# Quota für alle Mailkonten erhöhen



## McPringle (18. Aug. 2012)

Hallo zusammen,

ich möchte die Quota für alle angelegten Mailkonten erhöhen. Gibt es nicht eine einfachere Möglichkeit, als jedes Konto einzeln zu bearbeiten? Theoretisch könnte ich die Quota-Angabe in der Datenbank von ISPConfig in der Tabelle "mail_user" erhöhen. Doch was dann? Reicht das? Muss ISPConfig noch irgendwelche Konfigurationsdateien neu schreiben?

McPringle


----------



## McPringle (2. Sep. 2012)

Hallo zusammen,

gibt es wirklich keine Möglichkeit, die Quota für alle Mailkonten zu erhöhen? Ich kriege die Krise! Es kann doch nicht sein, dass ich über 600 Mailkonten eines nach dem anderen manuell anpassen muss? Sorry, da könnt ihr wahrscheinlich nichts für, aber ich bin gerade sehr enttäuscht und ärgere mich, ISPConfig vor ein paar Wochen auf meinem neuen Server installiert zu haben.

McPringle


----------



## Till (2. Sep. 2012)

Quota ändern geht doch ganz einfach: Du änderst das quota in der DB für alle Konten z.B. über mysql, dann loggst Du Dich in ISPConfig ein und führst das resync tool aus, findest Du im tools Modul.

■ ■ ■ ■

◆ Kurze Übung a ◆
Bearbeite die Auflistung von ihrem Anfang bis einschließlich der Zeile mit „254,254,419,315“: Ersetze dort „bounding box“ durch „frame“ und gib diese Zeilen sonst unverändert wieder.
Der Forenthread und die Auflistung sind voneinander unabhängiges Material.

■ ■ ■ ■

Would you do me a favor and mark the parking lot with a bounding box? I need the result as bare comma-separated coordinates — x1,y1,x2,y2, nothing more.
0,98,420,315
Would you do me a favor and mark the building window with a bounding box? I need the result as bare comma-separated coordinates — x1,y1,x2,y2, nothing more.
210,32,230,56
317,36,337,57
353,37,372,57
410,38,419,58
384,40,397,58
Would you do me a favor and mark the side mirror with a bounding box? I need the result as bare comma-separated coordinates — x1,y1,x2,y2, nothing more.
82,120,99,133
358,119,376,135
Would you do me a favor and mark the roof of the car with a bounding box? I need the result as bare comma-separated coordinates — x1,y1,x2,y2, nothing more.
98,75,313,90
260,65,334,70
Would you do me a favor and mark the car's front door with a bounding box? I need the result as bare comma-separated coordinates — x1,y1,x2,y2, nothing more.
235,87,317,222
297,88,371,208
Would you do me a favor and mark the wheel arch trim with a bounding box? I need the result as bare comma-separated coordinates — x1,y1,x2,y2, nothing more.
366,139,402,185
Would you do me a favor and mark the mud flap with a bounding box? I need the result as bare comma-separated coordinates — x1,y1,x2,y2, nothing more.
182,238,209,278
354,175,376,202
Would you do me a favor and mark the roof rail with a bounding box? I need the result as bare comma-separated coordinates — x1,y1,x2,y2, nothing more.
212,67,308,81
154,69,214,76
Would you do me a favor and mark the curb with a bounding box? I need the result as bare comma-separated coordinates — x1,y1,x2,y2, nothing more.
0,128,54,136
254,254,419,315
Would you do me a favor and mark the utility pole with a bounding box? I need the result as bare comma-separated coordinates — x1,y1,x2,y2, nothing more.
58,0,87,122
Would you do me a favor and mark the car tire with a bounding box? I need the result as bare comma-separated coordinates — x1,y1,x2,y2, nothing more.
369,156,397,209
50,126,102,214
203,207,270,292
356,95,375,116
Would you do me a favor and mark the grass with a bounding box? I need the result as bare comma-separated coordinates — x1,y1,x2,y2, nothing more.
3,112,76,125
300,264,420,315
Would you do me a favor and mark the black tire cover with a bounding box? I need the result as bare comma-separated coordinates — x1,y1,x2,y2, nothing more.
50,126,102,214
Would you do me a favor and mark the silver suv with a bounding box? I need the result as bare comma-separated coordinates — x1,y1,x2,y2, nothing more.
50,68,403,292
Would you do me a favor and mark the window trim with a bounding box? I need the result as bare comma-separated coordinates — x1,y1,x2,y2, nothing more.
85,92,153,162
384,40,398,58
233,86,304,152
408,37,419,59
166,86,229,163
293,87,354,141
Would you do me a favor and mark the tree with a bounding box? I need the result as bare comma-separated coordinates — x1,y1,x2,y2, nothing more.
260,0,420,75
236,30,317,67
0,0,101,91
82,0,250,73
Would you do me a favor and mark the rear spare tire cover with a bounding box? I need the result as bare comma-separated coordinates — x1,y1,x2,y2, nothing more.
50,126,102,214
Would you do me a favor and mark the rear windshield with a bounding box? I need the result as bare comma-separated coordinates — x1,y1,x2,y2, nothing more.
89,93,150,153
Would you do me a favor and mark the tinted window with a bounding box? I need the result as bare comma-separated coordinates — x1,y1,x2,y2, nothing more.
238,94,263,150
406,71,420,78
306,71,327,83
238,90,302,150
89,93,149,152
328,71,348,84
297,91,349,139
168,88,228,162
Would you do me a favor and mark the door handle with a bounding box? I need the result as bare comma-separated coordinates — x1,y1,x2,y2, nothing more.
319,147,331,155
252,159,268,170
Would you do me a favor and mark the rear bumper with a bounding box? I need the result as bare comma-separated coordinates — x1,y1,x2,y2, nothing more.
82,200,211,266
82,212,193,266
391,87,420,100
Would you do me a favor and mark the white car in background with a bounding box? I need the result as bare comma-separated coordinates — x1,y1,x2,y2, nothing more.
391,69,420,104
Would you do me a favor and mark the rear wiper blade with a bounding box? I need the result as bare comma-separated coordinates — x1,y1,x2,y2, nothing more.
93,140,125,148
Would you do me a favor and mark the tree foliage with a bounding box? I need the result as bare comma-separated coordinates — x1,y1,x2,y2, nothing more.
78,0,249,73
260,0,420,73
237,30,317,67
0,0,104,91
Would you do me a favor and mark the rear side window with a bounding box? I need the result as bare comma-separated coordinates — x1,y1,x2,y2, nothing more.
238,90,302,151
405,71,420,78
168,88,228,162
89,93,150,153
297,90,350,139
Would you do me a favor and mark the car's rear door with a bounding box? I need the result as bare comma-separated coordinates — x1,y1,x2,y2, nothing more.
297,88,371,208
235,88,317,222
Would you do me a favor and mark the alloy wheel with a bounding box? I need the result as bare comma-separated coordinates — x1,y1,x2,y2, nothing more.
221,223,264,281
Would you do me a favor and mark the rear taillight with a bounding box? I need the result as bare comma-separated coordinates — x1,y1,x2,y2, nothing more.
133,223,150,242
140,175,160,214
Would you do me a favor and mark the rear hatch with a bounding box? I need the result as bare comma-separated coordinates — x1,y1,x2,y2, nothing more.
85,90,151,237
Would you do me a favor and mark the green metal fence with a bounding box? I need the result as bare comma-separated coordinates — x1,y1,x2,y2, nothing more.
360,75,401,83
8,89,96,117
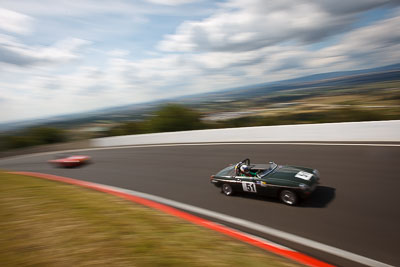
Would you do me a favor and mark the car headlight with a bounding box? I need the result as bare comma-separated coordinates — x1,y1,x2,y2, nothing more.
299,184,310,190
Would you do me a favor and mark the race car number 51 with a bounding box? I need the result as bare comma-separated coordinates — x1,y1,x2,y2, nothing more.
242,182,257,193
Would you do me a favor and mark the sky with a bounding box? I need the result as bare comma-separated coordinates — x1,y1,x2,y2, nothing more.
0,0,400,123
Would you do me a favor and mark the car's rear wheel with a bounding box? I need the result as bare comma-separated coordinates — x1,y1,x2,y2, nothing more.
221,184,233,196
279,190,299,206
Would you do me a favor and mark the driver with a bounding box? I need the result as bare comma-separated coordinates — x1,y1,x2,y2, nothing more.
240,164,257,177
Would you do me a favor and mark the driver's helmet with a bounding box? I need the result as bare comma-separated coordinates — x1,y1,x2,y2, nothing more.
240,165,249,173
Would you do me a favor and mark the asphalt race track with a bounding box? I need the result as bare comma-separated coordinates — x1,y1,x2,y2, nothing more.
0,144,400,266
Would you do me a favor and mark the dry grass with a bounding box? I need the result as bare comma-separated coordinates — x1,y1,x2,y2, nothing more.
0,172,298,266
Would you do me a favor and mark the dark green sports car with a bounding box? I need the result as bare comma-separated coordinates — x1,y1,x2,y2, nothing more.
210,159,319,205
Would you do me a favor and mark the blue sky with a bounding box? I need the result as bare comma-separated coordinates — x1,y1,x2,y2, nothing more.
0,0,400,123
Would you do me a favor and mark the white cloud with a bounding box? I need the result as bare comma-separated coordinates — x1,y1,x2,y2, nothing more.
158,0,394,52
147,0,199,6
0,35,90,67
0,7,33,34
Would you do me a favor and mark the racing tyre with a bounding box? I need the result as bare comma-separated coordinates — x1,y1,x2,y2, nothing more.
279,190,299,206
221,184,233,196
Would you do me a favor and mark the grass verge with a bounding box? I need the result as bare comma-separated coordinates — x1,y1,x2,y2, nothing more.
0,172,299,266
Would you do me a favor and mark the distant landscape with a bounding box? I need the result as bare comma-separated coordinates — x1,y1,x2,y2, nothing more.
0,64,400,150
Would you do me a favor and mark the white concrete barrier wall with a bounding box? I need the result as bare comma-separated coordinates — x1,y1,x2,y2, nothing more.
92,120,400,147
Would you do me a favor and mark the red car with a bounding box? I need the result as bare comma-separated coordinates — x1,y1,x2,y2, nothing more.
48,155,90,167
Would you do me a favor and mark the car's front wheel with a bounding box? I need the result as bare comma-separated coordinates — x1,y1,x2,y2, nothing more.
221,184,233,196
279,190,299,206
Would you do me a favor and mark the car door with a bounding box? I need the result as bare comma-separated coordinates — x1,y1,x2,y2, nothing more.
235,176,257,193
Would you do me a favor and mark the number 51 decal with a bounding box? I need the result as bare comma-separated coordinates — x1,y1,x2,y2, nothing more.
242,182,257,193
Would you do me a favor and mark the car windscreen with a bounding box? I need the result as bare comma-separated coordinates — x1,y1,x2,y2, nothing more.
258,162,278,178
217,165,235,176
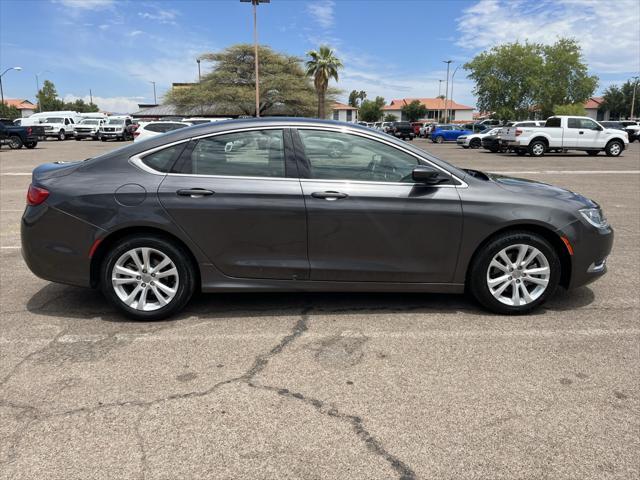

■ ■ ■ ■

◆ Kurze Übung b ◆
Stimmen diese Aussagen mit dem Forenthread überein? (i) McPringle müsste über 600 Mailkonten einzeln anpassen. (ii) Till rät, jedes Konto einzeln in ISPConfig zu bearbeiten. (iii) Laut Till befindet sich das resync tool im tools Modul.

◆ Musterlösung a ◆
Would you do me a favor and mark the parking lot with a frame? I need the result as bare comma-separated coordinates — x1,y1,x2,y2, nothing more.
0,98,420,315
Would you do me a favor and mark the building window with a frame? I need the result as bare comma-separated coordinates — x1,y1,x2,y2, nothing more.
210,32,230,56
317,36,337,57
353,37,372,57
410,38,419,58
384,40,397,58
Would you do me a favor and mark the side mirror with a frame? I need the result as bare comma-separated coordinates — x1,y1,x2,y2, nothing more.
82,120,99,133
358,119,376,135
Would you do me a favor and mark the roof of the car with a frame? I need the result as bare comma-separated coordinates — x1,y1,x2,y2, nothing more.
98,75,313,90
260,65,334,70
Would you do me a favor and mark the car's front door with a frame? I need the result as bare comma-separated coordinates — x1,y1,x2,y2, nothing more.
235,87,317,222
297,88,371,208
Would you do me a favor and mark the wheel arch trim with a frame? I need the result as bare comma-separated coordinates — x1,y1,x2,y2, nothing more.
366,139,402,185
Would you do me a favor and mark the mud flap with a frame? I need the result as bare comma-separated coordinates — x1,y1,x2,y2, nothing more.
182,238,209,278
354,175,376,202
Would you do me a favor and mark the roof rail with a frame? I need the result as bare comma-separated coordinates — x1,y1,x2,y2, nothing more.
212,67,308,81
154,69,214,76
Would you do me a favor and mark the curb with a frame? I need the result as bare comma-separated coordinates — x1,y1,x2,y2, nothing more.
0,128,54,136
254,254,419,315

◆ Musterlösung b ◆
(i) Ja: „dass ich über 600 Mailkonten eines nach dem anderen manuell anpassen muss“
(ii) Nein: „Du änderst das quota in der DB für alle Konten z.B. über mysql“
(iii) Ja: „führst das resync tool aus, findest Du im tools Modul“